▸ What this task involves
Return exactly the span of lines in the following data that opens with the line containing "positive clicks: (67, 23) (61, 46)" and closes with the line containing "positive clicks: (149, 316) (148, 301)". Include nothing else.

Stored items:
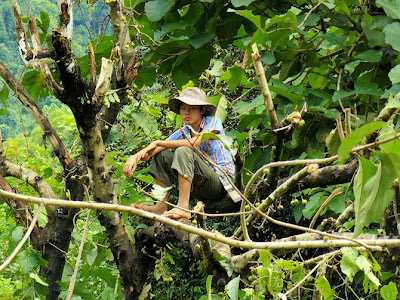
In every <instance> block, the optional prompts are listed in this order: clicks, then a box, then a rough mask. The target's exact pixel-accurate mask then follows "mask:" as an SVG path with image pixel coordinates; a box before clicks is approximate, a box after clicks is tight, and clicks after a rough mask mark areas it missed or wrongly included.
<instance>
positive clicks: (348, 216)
mask: <svg viewBox="0 0 400 300" xmlns="http://www.w3.org/2000/svg"><path fill="white" fill-rule="evenodd" d="M352 212H354V204H353V203H351V204H350V205H349V206H347V207H346V209H345V210H344V211H343V212H342V213H341V214H340V215H339V217H338V218H337V219H336V221H335V226H336V227H338V226H340V225H342V223H343V221H344V220H347V219H348V218H349V217H350V214H351V213H352Z"/></svg>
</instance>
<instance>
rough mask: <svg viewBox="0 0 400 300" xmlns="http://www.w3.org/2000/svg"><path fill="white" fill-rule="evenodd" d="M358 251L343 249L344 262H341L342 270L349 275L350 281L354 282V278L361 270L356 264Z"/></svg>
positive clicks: (357, 265) (359, 267) (348, 249)
mask: <svg viewBox="0 0 400 300" xmlns="http://www.w3.org/2000/svg"><path fill="white" fill-rule="evenodd" d="M357 257H358V251H357V250H356V249H355V248H348V247H344V248H342V260H341V261H340V269H341V270H342V272H343V273H344V274H346V275H347V277H348V278H349V280H350V281H353V278H354V276H355V275H356V274H357V272H358V271H359V270H360V267H359V266H358V265H357V263H356V259H357Z"/></svg>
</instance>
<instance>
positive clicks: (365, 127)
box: [338, 121, 388, 161]
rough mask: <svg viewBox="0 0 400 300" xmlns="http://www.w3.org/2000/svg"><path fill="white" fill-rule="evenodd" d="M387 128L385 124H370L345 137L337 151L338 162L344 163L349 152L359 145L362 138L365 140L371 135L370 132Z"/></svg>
mask: <svg viewBox="0 0 400 300" xmlns="http://www.w3.org/2000/svg"><path fill="white" fill-rule="evenodd" d="M386 126H388V125H387V123H385V122H380V121H378V122H371V123H367V124H365V125H364V126H362V127H360V128H358V129H357V130H355V131H353V132H352V133H351V134H350V135H349V136H347V137H346V138H345V139H344V140H343V141H342V143H341V145H340V147H339V150H338V156H339V160H341V161H345V160H346V159H347V158H348V157H349V154H350V151H351V150H352V149H353V148H354V147H355V146H356V145H357V144H358V143H360V142H361V141H362V140H363V138H365V137H366V136H367V135H369V134H371V133H372V132H374V131H376V130H379V129H382V128H384V127H386Z"/></svg>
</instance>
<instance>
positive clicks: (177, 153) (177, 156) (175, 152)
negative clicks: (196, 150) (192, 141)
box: [175, 146, 194, 158]
mask: <svg viewBox="0 0 400 300" xmlns="http://www.w3.org/2000/svg"><path fill="white" fill-rule="evenodd" d="M193 155H194V151H193V150H192V149H191V148H190V147H187V146H183V147H179V148H177V149H176V150H175V157H187V158H190V157H193Z"/></svg>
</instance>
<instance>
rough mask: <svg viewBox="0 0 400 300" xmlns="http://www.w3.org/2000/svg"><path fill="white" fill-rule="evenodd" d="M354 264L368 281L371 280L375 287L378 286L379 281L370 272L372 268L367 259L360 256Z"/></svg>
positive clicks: (369, 263)
mask: <svg viewBox="0 0 400 300" xmlns="http://www.w3.org/2000/svg"><path fill="white" fill-rule="evenodd" d="M356 264H357V265H358V266H359V268H360V269H361V270H362V271H363V272H364V274H365V275H366V276H367V277H368V279H369V280H371V281H372V282H373V283H374V284H375V285H377V286H380V282H379V279H378V278H377V277H376V276H375V275H374V273H372V271H371V269H372V266H371V263H370V262H369V261H368V259H367V258H365V257H364V256H362V255H360V256H359V257H357V259H356Z"/></svg>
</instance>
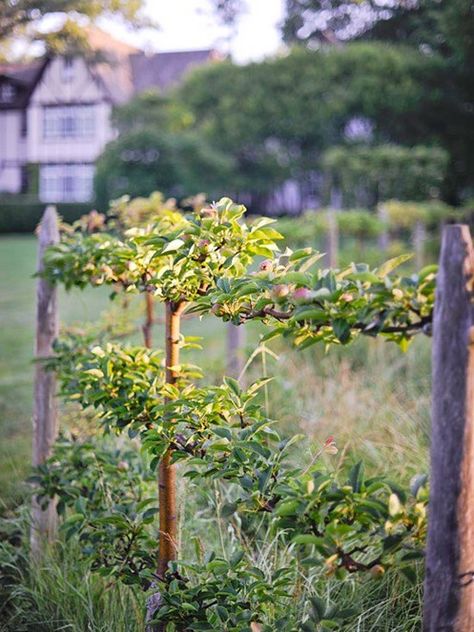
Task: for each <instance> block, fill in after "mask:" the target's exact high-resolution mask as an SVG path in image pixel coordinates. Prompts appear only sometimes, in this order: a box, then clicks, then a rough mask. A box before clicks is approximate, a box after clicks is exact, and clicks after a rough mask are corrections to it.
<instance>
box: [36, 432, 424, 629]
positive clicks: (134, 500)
mask: <svg viewBox="0 0 474 632" xmlns="http://www.w3.org/2000/svg"><path fill="white" fill-rule="evenodd" d="M333 445H334V443H333V440H332V438H330V439H329V440H328V441H327V442H326V444H325V445H324V446H323V447H322V449H321V452H323V451H325V450H327V451H328V452H329V453H333V451H334V447H333ZM329 447H332V448H333V449H332V450H329V449H328V448H329ZM281 449H282V446H281V444H280V445H279V446H277V448H276V451H281ZM273 450H275V448H274V449H273ZM288 456H289V455H288V452H287V451H286V452H285V457H287V458H288ZM288 460H289V461H294V458H292V457H291V458H289V459H288ZM188 464H189V466H190V467H195V465H196V464H195V463H193V459H192V458H191V459H190V460H189V461H188ZM263 466H264V459H261V460H260V461H259V462H256V463H255V467H254V469H253V470H252V469H251V467H248V468H247V470H246V472H247V473H246V474H245V475H244V476H243V477H240V476H238V474H237V473H234V474H233V475H231V477H229V478H227V477H226V476H225V475H224V480H228V481H229V480H230V483H231V484H232V485H233V486H234V487H235V486H238V487H240V489H241V492H242V491H244V492H248V493H249V495H250V494H252V493H253V492H251V491H250V488H255V489H256V488H257V487H258V488H259V489H260V497H261V498H264V497H265V496H266V495H268V502H266V505H265V506H260V507H259V508H255V507H254V511H255V510H257V511H259V512H260V513H259V514H258V516H259V518H258V520H259V522H261V520H262V518H263V519H264V520H266V521H267V523H268V525H269V528H270V532H273V534H274V537H277V538H279V539H281V540H283V541H284V542H285V543H286V545H287V546H290V547H291V548H292V550H293V556H292V562H291V564H290V566H282V567H281V568H279V569H278V570H277V571H275V572H274V573H272V574H268V572H266V571H265V570H264V569H261V568H260V567H259V566H258V565H255V564H254V563H253V562H251V561H250V560H249V558H248V556H245V554H244V550H243V549H241V548H240V546H237V547H235V545H234V552H233V554H232V555H231V556H230V557H229V558H223V557H216V554H215V553H214V552H212V549H211V550H210V551H209V552H207V553H206V555H205V557H204V559H202V555H203V552H202V551H201V549H200V548H199V547H198V549H197V558H198V559H197V560H196V561H195V562H184V561H178V562H173V563H171V564H170V567H169V571H168V573H167V575H166V577H165V578H163V577H158V576H157V575H156V574H155V573H154V571H153V566H154V560H153V554H152V553H153V550H154V545H155V538H154V536H155V537H156V534H155V533H154V528H153V525H152V521H153V517H154V514H155V512H156V511H157V510H156V508H155V507H154V506H153V499H152V488H153V479H154V475H153V471H152V468H150V467H149V462H148V459H147V458H145V459H143V457H142V456H141V455H140V454H139V453H137V451H136V449H134V448H132V447H128V448H127V447H125V448H122V449H117V448H116V447H113V446H111V445H110V444H108V443H107V442H105V443H104V440H103V439H95V440H92V441H86V442H79V441H77V440H72V441H71V440H66V439H62V440H60V441H59V442H58V444H57V445H56V448H55V451H54V454H53V455H52V457H51V458H50V459H49V460H48V462H47V463H45V464H44V465H42V466H41V467H40V468H38V470H37V472H36V474H35V476H34V477H33V479H32V480H34V481H35V482H36V483H37V484H38V485H39V486H40V487H39V491H40V496H39V498H40V500H41V501H42V502H44V503H46V502H47V501H48V500H49V499H50V498H53V497H56V498H57V499H58V510H59V512H60V514H64V518H65V519H64V521H63V522H62V524H61V529H62V530H63V531H64V533H65V535H66V538H67V539H70V538H76V539H77V540H78V543H79V545H80V551H81V554H82V555H83V557H84V559H85V560H88V561H89V562H90V565H91V568H92V569H93V570H95V571H97V572H99V573H101V574H102V575H103V576H105V577H107V578H108V579H109V580H110V581H111V582H115V581H122V582H125V583H127V584H137V585H140V586H141V587H143V588H144V589H146V590H150V592H151V593H152V594H153V599H154V603H155V610H154V620H155V621H156V622H162V621H165V622H166V623H167V625H168V626H173V625H174V626H175V629H189V630H196V631H197V630H205V629H210V630H214V629H215V630H219V629H223V626H225V629H229V630H235V631H236V632H237V631H238V632H243V631H244V630H248V629H249V624H250V622H252V621H254V622H255V623H258V624H259V625H260V628H256V629H260V630H268V631H269V630H271V629H275V628H274V627H272V626H276V625H277V624H278V625H279V626H280V627H283V629H293V627H295V629H296V627H297V626H298V625H299V624H302V623H303V622H304V623H305V624H306V628H305V629H315V628H314V626H315V624H316V623H318V624H321V625H322V623H324V626H327V627H328V628H329V629H331V625H332V627H333V628H335V629H337V624H338V623H340V622H341V621H343V620H344V619H345V618H346V617H349V616H351V615H352V614H353V613H352V612H349V611H347V612H346V611H344V610H341V609H340V608H338V607H337V606H335V605H334V604H329V603H327V602H326V600H324V601H323V600H320V599H319V598H318V597H317V596H315V595H314V596H312V597H311V598H310V600H309V601H310V603H309V604H308V603H306V600H307V596H305V595H302V594H300V592H299V589H298V586H297V583H295V576H296V575H297V574H301V573H303V575H306V574H312V573H314V572H319V573H321V572H323V573H325V574H326V575H327V576H332V575H334V576H335V577H336V578H338V579H342V578H343V577H344V576H346V575H347V574H348V573H354V572H359V573H360V572H367V573H368V574H369V575H371V576H373V577H380V576H381V575H383V574H384V573H385V571H386V570H387V569H389V568H395V569H397V570H399V571H401V572H402V574H403V575H405V577H406V578H407V579H408V580H410V581H411V580H412V579H414V571H413V563H414V560H416V559H418V558H420V557H421V556H422V547H423V542H424V538H425V532H426V516H425V512H426V500H427V491H426V487H425V481H426V478H425V477H419V478H418V479H416V480H415V481H414V483H413V486H412V494H413V495H412V496H409V495H408V494H407V493H405V491H404V490H402V489H400V488H399V487H398V486H396V485H394V484H392V483H389V482H387V481H385V480H382V479H378V478H369V479H367V478H365V477H364V475H363V469H362V467H361V465H360V464H358V465H356V466H354V467H353V468H352V469H351V470H350V471H349V473H348V475H347V480H346V477H345V475H344V473H343V472H340V473H337V472H335V471H334V470H333V469H332V468H330V469H328V468H325V467H324V466H323V465H322V464H321V463H319V462H318V463H317V464H315V465H311V466H309V467H308V468H307V469H306V470H302V468H301V467H299V468H294V467H293V468H290V467H286V469H285V470H281V471H280V472H279V473H278V476H277V477H275V479H276V480H275V482H274V483H273V484H272V485H271V489H270V488H266V487H265V481H264V479H266V480H267V481H268V479H269V477H268V475H267V476H265V475H264V477H262V473H263V472H262V469H261V468H262V467H263ZM187 471H188V472H189V471H191V470H189V469H188V470H187ZM263 474H264V473H263ZM241 479H242V480H241ZM262 481H263V483H262ZM199 484H202V483H201V481H200V480H199ZM66 509H68V511H65V510H66ZM247 510H248V504H247V499H245V498H243V497H239V498H238V499H237V500H236V502H234V503H232V505H228V506H224V507H223V509H222V516H228V517H230V516H234V515H235V516H234V517H235V519H237V516H238V515H239V514H240V512H241V511H244V512H246V515H247V519H248V517H249V514H248V513H247ZM251 516H252V514H250V518H251ZM157 590H158V591H159V592H157ZM157 598H158V603H157V602H156V599H157ZM291 602H292V603H291ZM295 602H300V603H299V605H298V604H297V606H295ZM290 606H291V607H290ZM323 606H324V607H323ZM295 617H297V620H296V619H295ZM311 625H313V627H312V628H311V627H310V626H311ZM285 626H286V627H285ZM292 626H293V627H292ZM170 629H174V628H173V627H170ZM316 629H318V628H316Z"/></svg>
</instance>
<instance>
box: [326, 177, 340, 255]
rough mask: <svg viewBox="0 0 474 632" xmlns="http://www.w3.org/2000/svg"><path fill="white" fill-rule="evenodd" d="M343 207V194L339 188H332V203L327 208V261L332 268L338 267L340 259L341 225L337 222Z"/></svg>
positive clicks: (331, 196)
mask: <svg viewBox="0 0 474 632" xmlns="http://www.w3.org/2000/svg"><path fill="white" fill-rule="evenodd" d="M341 207H342V195H341V192H340V191H339V189H336V188H334V187H333V188H332V189H331V193H330V204H329V208H328V210H327V220H328V232H327V245H326V250H327V257H328V258H327V263H328V266H329V267H330V268H337V264H338V259H339V226H338V222H337V212H338V210H339V209H340V208H341Z"/></svg>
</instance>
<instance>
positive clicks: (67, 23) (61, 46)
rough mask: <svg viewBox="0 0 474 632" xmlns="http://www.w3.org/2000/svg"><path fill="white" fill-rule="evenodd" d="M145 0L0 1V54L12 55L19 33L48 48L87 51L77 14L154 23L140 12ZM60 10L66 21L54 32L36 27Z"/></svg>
mask: <svg viewBox="0 0 474 632" xmlns="http://www.w3.org/2000/svg"><path fill="white" fill-rule="evenodd" d="M143 8H144V0H104V1H103V2H101V1H99V0H3V1H2V2H1V3H0V56H1V57H4V58H6V59H8V58H9V57H11V55H12V44H13V41H14V40H15V41H16V40H17V39H18V38H19V37H21V38H23V39H25V40H26V41H27V42H28V41H41V42H43V43H44V44H45V48H46V50H47V51H48V50H49V51H51V50H52V51H54V52H59V53H60V54H62V53H64V52H65V51H66V50H67V52H70V50H71V49H72V51H73V52H74V53H77V52H81V53H83V52H87V51H88V45H87V37H86V35H85V31H84V26H82V25H81V24H80V23H78V22H77V18H88V19H89V20H96V19H97V18H100V17H107V18H112V19H119V20H122V21H124V22H126V23H127V24H128V25H130V26H133V27H134V28H141V27H145V26H156V24H155V23H154V22H153V21H152V20H150V19H149V18H147V17H146V16H145V15H144V14H143ZM52 14H63V16H64V17H65V18H66V21H65V24H64V25H63V27H62V28H60V29H59V31H57V32H56V33H47V34H45V33H43V32H42V31H40V30H38V28H37V27H38V24H39V22H40V21H41V20H42V18H44V17H47V16H50V15H52Z"/></svg>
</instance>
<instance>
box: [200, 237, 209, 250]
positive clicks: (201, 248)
mask: <svg viewBox="0 0 474 632" xmlns="http://www.w3.org/2000/svg"><path fill="white" fill-rule="evenodd" d="M210 243H211V242H210V241H209V239H200V240H199V241H198V243H197V247H198V248H199V250H209V246H210Z"/></svg>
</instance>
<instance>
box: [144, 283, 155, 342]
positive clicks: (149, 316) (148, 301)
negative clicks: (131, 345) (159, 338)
mask: <svg viewBox="0 0 474 632" xmlns="http://www.w3.org/2000/svg"><path fill="white" fill-rule="evenodd" d="M154 323H155V315H154V304H153V294H150V293H149V292H147V293H146V294H145V322H144V323H143V327H142V330H143V340H144V343H145V347H147V348H148V349H151V348H152V346H153V325H154Z"/></svg>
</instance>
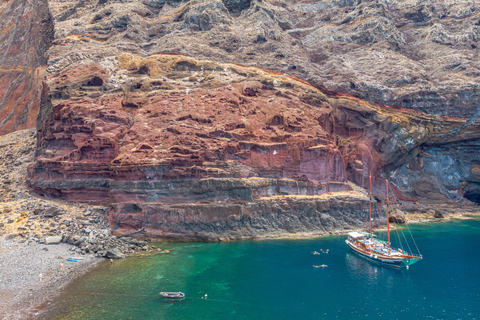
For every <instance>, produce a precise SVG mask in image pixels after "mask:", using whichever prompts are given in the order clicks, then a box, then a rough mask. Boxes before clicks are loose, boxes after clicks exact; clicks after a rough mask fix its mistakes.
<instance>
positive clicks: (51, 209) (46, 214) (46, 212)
mask: <svg viewBox="0 0 480 320" xmlns="http://www.w3.org/2000/svg"><path fill="white" fill-rule="evenodd" d="M60 214H61V213H60V210H58V209H57V208H55V207H51V208H48V209H46V210H45V211H44V212H43V216H44V217H47V218H52V217H56V216H58V215H60Z"/></svg>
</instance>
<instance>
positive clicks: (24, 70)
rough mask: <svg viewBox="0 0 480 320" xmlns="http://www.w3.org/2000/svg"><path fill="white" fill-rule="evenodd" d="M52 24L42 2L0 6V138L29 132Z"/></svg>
mask: <svg viewBox="0 0 480 320" xmlns="http://www.w3.org/2000/svg"><path fill="white" fill-rule="evenodd" d="M52 40H53V21H52V18H51V16H50V12H49V10H48V5H47V3H46V1H33V0H32V1H30V0H22V1H3V2H2V4H1V5H0V135H3V134H6V133H9V132H13V131H15V130H20V129H25V128H33V127H35V124H36V121H37V113H38V111H39V109H40V100H41V91H42V81H43V79H44V77H45V68H46V64H47V58H46V55H45V53H46V51H47V49H48V48H49V46H50V42H51V41H52Z"/></svg>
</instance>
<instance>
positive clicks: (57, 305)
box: [40, 220, 480, 320]
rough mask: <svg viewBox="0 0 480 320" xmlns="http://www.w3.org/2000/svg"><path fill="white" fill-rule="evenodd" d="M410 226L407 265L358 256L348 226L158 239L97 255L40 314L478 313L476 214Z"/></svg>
mask: <svg viewBox="0 0 480 320" xmlns="http://www.w3.org/2000/svg"><path fill="white" fill-rule="evenodd" d="M410 230H411V231H412V233H413V235H414V237H415V240H416V242H417V245H418V247H419V248H420V251H421V253H422V254H423V256H424V259H423V260H422V261H420V262H418V263H416V264H414V265H412V266H411V267H410V269H408V270H406V269H400V270H397V269H391V268H388V267H383V266H379V265H375V264H372V263H370V262H368V261H365V260H363V259H362V258H360V257H358V256H357V255H355V254H354V253H353V252H352V251H351V249H349V248H348V246H347V245H346V244H345V242H344V239H345V236H332V237H323V238H316V239H308V240H266V241H242V242H228V243H167V244H158V246H159V247H160V248H162V249H175V250H174V251H173V253H171V254H168V255H167V254H164V255H156V256H153V257H143V258H141V257H134V258H127V259H124V260H120V261H115V262H114V263H113V264H110V263H104V264H101V265H99V266H98V267H97V268H95V269H94V270H93V271H92V272H89V273H88V274H86V275H85V276H83V277H81V278H80V279H78V280H77V281H75V282H74V283H72V284H71V285H69V286H68V287H67V288H66V290H65V291H64V292H63V293H62V294H61V296H60V297H58V298H56V299H55V301H54V302H53V303H52V305H51V306H49V311H48V312H47V314H43V315H42V316H41V317H40V318H42V319H43V318H45V319H135V320H137V319H181V320H189V319H192V320H193V319H195V320H198V319H211V320H216V319H264V320H273V319H275V320H279V319H289V320H292V319H293V320H300V319H302V320H308V319H409V320H413V319H470V320H471V319H480V220H461V221H454V222H446V223H438V224H425V225H423V224H422V225H421V224H419V225H413V226H412V225H411V226H410ZM321 249H322V250H324V251H326V249H329V253H328V254H324V253H321V254H320V255H313V254H312V252H314V251H320V250H321ZM321 264H326V265H328V267H326V268H314V267H313V266H314V265H321ZM160 291H182V292H185V294H186V298H185V299H184V300H181V301H168V300H165V299H162V298H161V297H160V296H159V292H160ZM206 294H207V295H208V296H207V298H206V299H205V298H204V297H205V295H206Z"/></svg>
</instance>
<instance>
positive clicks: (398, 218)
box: [388, 209, 406, 224]
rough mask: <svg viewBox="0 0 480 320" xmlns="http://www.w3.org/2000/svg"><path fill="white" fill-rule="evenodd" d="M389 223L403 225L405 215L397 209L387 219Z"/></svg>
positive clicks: (390, 214) (404, 217) (392, 210)
mask: <svg viewBox="0 0 480 320" xmlns="http://www.w3.org/2000/svg"><path fill="white" fill-rule="evenodd" d="M388 221H389V222H390V223H399V224H401V223H405V221H406V220H405V214H404V213H403V212H402V211H401V210H399V209H393V210H392V212H391V213H390V217H389V219H388Z"/></svg>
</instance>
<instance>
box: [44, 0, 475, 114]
mask: <svg viewBox="0 0 480 320" xmlns="http://www.w3.org/2000/svg"><path fill="white" fill-rule="evenodd" d="M49 5H50V10H51V12H52V14H53V16H54V17H55V22H56V26H57V27H56V43H59V42H66V43H70V44H72V45H75V44H74V43H77V44H81V45H82V46H85V49H88V48H91V47H95V45H99V44H101V45H102V46H103V47H104V50H106V52H107V51H108V50H109V49H107V48H109V47H113V46H117V45H118V46H120V47H122V49H121V50H126V51H128V52H132V53H135V54H139V55H141V56H144V57H145V56H149V55H152V54H154V53H158V52H178V53H181V54H186V55H189V56H192V57H196V58H198V59H211V60H215V61H218V62H223V63H230V62H238V63H243V64H248V65H253V66H257V67H262V68H266V69H270V70H276V71H279V72H285V73H288V74H291V75H294V76H297V77H299V78H302V79H305V80H307V81H309V82H311V83H314V84H321V85H323V86H325V87H327V88H328V89H331V90H335V91H339V92H345V93H349V94H351V95H354V96H357V97H359V98H363V99H366V100H368V101H372V102H376V103H383V104H387V105H395V106H400V107H405V108H410V109H415V110H418V111H422V112H425V113H431V114H437V115H445V116H457V117H466V118H470V117H474V116H475V115H476V116H477V117H478V113H477V109H478V106H479V101H480V96H479V94H480V93H479V83H478V78H479V76H480V65H479V61H480V60H479V57H480V54H479V50H480V48H478V41H479V39H480V38H479V37H480V16H479V15H478V13H479V12H480V4H478V3H475V2H471V1H437V2H431V1H423V0H420V1H418V0H415V1H413V0H400V1H385V0H374V1H331V0H328V1H300V0H278V1H266V0H263V1H262V0H240V1H231V0H207V1H181V0H144V1H112V0H110V1H96V0H95V1H93V0H89V1H78V0H76V1H69V2H54V1H49ZM91 54H92V53H91V52H89V50H80V51H75V52H72V53H71V54H69V55H67V56H65V57H63V60H64V62H63V65H64V66H66V65H69V64H72V63H75V61H80V60H81V59H82V57H83V56H85V55H86V56H88V55H91ZM97 54H98V53H97ZM54 57H55V59H57V58H59V57H58V56H57V55H54ZM67 61H69V62H67Z"/></svg>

▸ Your response
positive clicks: (67, 23) (61, 46)
rough mask: <svg viewBox="0 0 474 632" xmlns="http://www.w3.org/2000/svg"><path fill="white" fill-rule="evenodd" d="M145 0L0 1V54L12 55L19 33L48 48L87 51L77 14L154 23L140 12ZM60 10L66 21L54 32L36 27Z"/></svg>
mask: <svg viewBox="0 0 474 632" xmlns="http://www.w3.org/2000/svg"><path fill="white" fill-rule="evenodd" d="M143 8H144V0H104V1H103V2H101V1H99V0H3V1H2V2H1V3H0V56H1V57H4V58H6V59H8V58H9V57H11V55H12V44H13V41H14V40H15V41H16V40H17V39H18V38H19V37H21V38H23V39H25V40H26V41H27V42H28V41H41V42H43V43H44V44H45V48H46V50H47V51H48V50H49V51H51V50H52V51H54V52H59V53H60V54H62V53H64V52H65V51H66V50H67V52H70V50H71V49H72V51H73V52H74V53H77V52H81V53H83V52H87V51H88V45H87V37H86V35H85V31H84V26H82V25H81V24H80V23H78V22H77V18H88V19H89V20H96V19H97V18H100V17H107V18H112V19H119V20H122V21H124V22H126V23H127V24H128V25H130V26H133V27H134V28H141V27H145V26H156V24H155V23H154V22H153V21H152V20H150V19H149V18H147V17H146V16H145V15H144V14H143ZM52 14H63V16H64V17H65V18H66V21H65V24H64V25H63V27H62V28H60V29H59V31H57V32H56V33H47V34H45V33H43V32H42V31H40V30H38V28H37V27H38V24H39V22H40V21H41V20H42V18H44V17H47V16H50V15H52Z"/></svg>
</instance>
<instance>
box: [200, 237, 209, 250]
positive clicks: (201, 248)
mask: <svg viewBox="0 0 474 632" xmlns="http://www.w3.org/2000/svg"><path fill="white" fill-rule="evenodd" d="M210 243H211V242H210V241H209V239H200V240H199V241H198V243H197V247H198V248H199V250H209V246H210Z"/></svg>
</instance>
<instance>
box: [144, 283, 155, 342]
positive clicks: (149, 316) (148, 301)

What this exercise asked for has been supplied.